Start of DOCUMENT TEXT
Skip to content

zhaoc1/nanoflow

Repository files navigation

Nanoflow: a NANOpore sequencing data bioinformatics workFLOW

Nanoflow is a pipeline written in snakemake to automate many of the steps of quality control, de novo assemblies and genome annotation in whole genome sequencing analysis, using Oxford Nanopore sequencing data.

CircleCI

20190104: add github page

Installation

  1. Install Conda environment manager, and make sure the ~/.condarc is your home directory.
nano ~/.condarc

Copy the following to the file.

channels:
- bioconda
- conda-forge
- defaults
  1. Install GCC5, by cloning Jesse's conda-gcc5 repository and create an new conda environment nanoflow.
cd ~
git clone https://github.com/ressy/conda-gcc5.git
cd conda-gcc5
bash setup.sh nanoflow
  1. Clone this repository into a local directory and install the packages into nanoflow environment.
git clone https://github.com/zhaoc1/nanoflow.git nanoflow
cd nanoflow
source activate nanoflow

conda install -n nanoflow -c bioconda snakemake=4.8.1
conda env update --name=nanoflow --file env.yml
  1. Clone Ryan Wick's Basecalling-comparison repository
mkdir local
cd local
git clone https://github.com/rrwick/Basecalling-comparison.git
  1. Download other packages into local directory
## Canu 1.8
wget https://github.com/marbl/canu/archive/v1.8.tar.gz
tar -xvf v1.8.tar.gz
cd canu-1.8/src
make -j 4

## Nanopolish v0.9.0
git clone --recursive https://github.com/jts/nanopolish.git
cd nanopolish
make

## Unicycler
git clone https://github.com/rrwick/Unicycler.git
cd Unicycler
python3 setup.py install

## set up for Quast
git clone https://github.com/lucian-ilie/E-MEM.git
cd E-MEM
make

Usage

  1. Basecalling: the raw fast5 signal data files were basecalled using ONT’s Albacore command line tool (v.2.2.7), with barcode demultiplexing and fastq output. You can perform the basecalling step either by snakemake or run the run_albacore.sh bash script, with proper directory info.
snakemake --configfile all_basecalling
  1. Preprocess: quality filter, confidently-binned, and subsampled subsample long reads
snakemake --configfile config.yml --cores 8 all_qc
  1. Hybrid assembly option 1: Canu + Nanopolish (+ Circlator + Pilon)

    • long reads only product: long reads only assembly polished by signal data, can be used by hybrid assembly option 3.
snakemake --configfile config.yaml --cores 8 all_draft1
  1. Hybrid assembly option 2: Unicycler (default mode)

    • depth=X in the FASTA header: to preserve the relative depths. This is mainly used for plasmid sequences, which should be more represented in the reads than the chromosomal sequence.
snakemake --configfile config.yaml --cores 8 all_draft2
  1. Hybrid assembly option 3: Unicycler (existing long reads assembly option)
End of DOCUMENT TEXT
BRIEF: Rewrite everything on the Nanoflow page from "20190104: add github" down to "to the file.", putting "home folder" in place of "home directory". The rows have nothing to do with the Nanoflow page.
Start of RECORD EXCERPTS
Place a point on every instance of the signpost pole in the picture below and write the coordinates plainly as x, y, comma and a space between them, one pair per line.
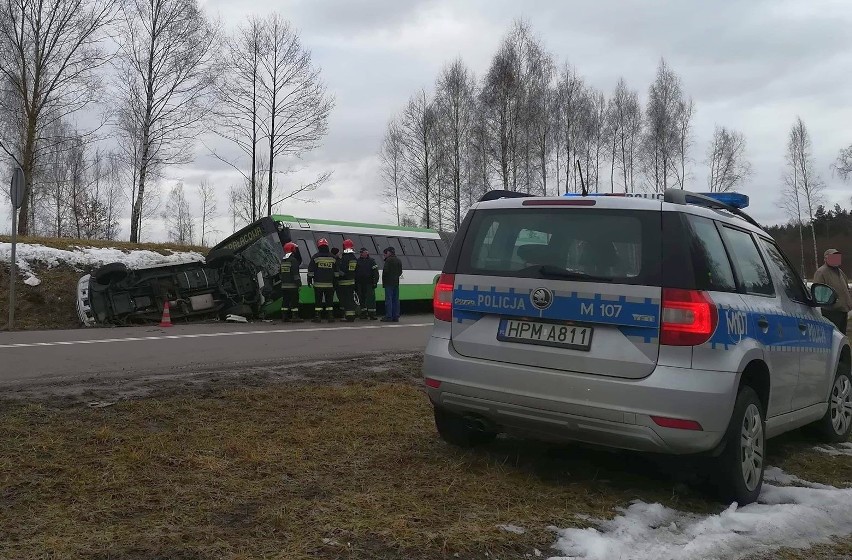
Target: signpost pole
13, 272
16, 191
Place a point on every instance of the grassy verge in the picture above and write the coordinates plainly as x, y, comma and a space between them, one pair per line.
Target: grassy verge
340, 469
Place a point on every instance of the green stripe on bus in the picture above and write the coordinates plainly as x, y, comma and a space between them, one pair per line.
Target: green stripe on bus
294, 221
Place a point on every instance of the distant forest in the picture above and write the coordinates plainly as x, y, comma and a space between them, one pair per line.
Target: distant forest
833, 230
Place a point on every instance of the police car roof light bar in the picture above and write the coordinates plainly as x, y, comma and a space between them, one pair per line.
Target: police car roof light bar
679, 196
498, 194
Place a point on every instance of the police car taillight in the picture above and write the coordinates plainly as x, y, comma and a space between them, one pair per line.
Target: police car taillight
442, 301
689, 317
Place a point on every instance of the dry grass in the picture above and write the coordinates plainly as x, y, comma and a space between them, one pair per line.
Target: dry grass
325, 467
68, 244
271, 472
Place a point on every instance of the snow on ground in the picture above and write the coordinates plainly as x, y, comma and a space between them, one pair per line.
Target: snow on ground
785, 516
28, 253
842, 449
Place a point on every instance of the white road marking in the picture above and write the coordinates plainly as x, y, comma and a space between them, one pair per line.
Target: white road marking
208, 335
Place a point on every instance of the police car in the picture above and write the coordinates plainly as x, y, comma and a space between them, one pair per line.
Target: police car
669, 323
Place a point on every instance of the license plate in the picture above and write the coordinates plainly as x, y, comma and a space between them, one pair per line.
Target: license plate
559, 335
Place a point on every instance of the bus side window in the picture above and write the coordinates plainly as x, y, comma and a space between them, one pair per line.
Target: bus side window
419, 263
411, 247
430, 249
308, 250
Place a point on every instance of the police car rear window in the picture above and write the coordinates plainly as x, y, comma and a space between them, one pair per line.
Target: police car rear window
573, 244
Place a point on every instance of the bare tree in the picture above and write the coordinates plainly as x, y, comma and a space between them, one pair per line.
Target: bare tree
569, 91
392, 158
50, 52
456, 112
207, 196
180, 224
625, 124
685, 112
663, 121
294, 99
419, 131
801, 177
238, 95
843, 165
726, 160
167, 69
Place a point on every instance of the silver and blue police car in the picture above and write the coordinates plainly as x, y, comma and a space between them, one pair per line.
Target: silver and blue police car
667, 323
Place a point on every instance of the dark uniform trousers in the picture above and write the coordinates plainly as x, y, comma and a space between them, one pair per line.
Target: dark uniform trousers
367, 298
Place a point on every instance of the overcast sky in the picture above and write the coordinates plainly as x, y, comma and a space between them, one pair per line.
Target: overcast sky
753, 66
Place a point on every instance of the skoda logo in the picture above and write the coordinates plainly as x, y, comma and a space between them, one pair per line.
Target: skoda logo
541, 298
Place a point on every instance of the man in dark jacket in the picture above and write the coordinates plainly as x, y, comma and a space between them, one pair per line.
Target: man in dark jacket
346, 282
322, 273
366, 280
391, 274
291, 281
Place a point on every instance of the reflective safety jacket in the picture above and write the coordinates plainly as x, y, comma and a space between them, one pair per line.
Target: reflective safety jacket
322, 270
289, 274
348, 264
367, 271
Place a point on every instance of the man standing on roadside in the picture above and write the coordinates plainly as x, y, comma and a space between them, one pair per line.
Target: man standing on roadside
391, 273
832, 275
366, 280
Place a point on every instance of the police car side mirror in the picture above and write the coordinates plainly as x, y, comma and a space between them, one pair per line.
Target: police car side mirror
824, 296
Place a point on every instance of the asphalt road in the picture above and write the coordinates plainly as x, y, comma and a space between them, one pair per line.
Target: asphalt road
51, 356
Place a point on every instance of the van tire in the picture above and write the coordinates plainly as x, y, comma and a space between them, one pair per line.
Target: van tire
835, 426
733, 485
456, 430
109, 273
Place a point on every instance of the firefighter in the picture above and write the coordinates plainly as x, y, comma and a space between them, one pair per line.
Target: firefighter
291, 281
346, 282
322, 272
366, 281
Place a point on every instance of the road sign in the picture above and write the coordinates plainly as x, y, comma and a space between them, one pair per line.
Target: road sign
17, 190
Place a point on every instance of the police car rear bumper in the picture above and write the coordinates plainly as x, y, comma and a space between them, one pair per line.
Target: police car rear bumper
558, 405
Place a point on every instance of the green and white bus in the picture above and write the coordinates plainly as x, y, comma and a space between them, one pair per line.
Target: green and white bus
422, 251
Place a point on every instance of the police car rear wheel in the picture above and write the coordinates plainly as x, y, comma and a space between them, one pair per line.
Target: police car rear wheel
459, 431
741, 464
837, 422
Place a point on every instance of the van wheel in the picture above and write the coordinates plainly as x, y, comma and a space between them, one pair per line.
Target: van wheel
837, 422
741, 464
458, 431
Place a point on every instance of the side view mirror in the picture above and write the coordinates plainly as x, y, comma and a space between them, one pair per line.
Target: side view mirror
824, 296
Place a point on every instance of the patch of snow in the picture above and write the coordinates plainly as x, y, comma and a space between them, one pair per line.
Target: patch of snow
841, 449
89, 257
776, 475
783, 517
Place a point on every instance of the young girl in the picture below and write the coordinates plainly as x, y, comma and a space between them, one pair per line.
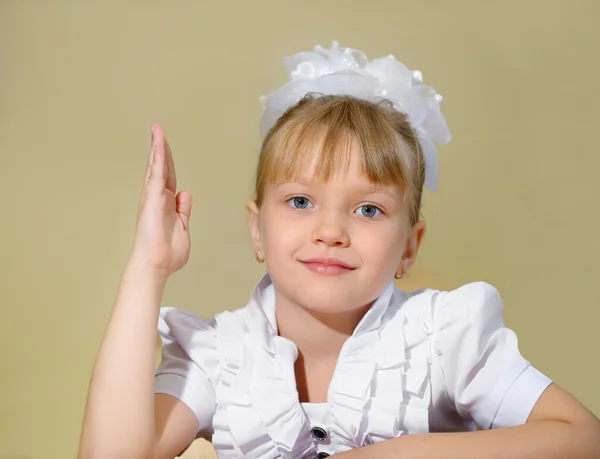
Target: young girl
328, 357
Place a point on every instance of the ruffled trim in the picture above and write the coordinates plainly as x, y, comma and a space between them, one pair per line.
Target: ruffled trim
381, 387
257, 393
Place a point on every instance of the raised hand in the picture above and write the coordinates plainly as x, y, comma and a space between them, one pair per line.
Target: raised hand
162, 239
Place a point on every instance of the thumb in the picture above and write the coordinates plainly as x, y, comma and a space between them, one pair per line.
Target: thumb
184, 207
End of RECORD EXCERPTS
OUTPUT OF THE TASK:
20190104: add github page

Installation

  1. Install Conda environment manager, and make sure the ~/.condarc is your home folder.
nano ~/.condarc

Copy the following to the file.